**Exercise**
Identify every line in the listing below that contains the string "sash", and copy each of those lines.

**Supplied material**
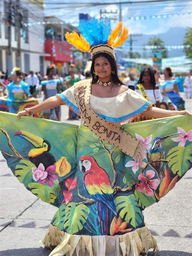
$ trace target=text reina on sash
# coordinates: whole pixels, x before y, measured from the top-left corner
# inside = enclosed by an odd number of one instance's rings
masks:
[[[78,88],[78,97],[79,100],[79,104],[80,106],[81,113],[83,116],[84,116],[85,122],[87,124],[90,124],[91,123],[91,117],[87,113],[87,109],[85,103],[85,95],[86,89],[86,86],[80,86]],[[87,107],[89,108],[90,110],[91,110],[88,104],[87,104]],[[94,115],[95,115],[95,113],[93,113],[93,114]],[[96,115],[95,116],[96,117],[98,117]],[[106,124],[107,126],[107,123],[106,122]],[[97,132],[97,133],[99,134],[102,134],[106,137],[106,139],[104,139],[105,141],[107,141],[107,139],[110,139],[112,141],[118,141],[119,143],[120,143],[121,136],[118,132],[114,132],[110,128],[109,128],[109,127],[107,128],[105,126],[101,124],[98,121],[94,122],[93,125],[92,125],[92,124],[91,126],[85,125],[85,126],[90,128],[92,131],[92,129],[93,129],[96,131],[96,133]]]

---

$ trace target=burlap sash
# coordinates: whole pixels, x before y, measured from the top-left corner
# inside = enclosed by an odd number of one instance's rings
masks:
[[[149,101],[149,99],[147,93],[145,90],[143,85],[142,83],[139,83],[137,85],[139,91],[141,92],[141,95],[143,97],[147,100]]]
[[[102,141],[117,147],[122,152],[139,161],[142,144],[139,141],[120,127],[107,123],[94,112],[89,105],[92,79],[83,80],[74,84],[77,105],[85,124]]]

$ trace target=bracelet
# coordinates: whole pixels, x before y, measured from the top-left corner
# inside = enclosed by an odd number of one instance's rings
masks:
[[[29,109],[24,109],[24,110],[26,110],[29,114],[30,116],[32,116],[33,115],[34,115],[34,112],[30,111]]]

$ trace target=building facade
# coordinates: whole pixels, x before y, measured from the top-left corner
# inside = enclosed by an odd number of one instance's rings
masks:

**Exercise output**
$ trace target=text reina on sash
$ trace target=burlap sash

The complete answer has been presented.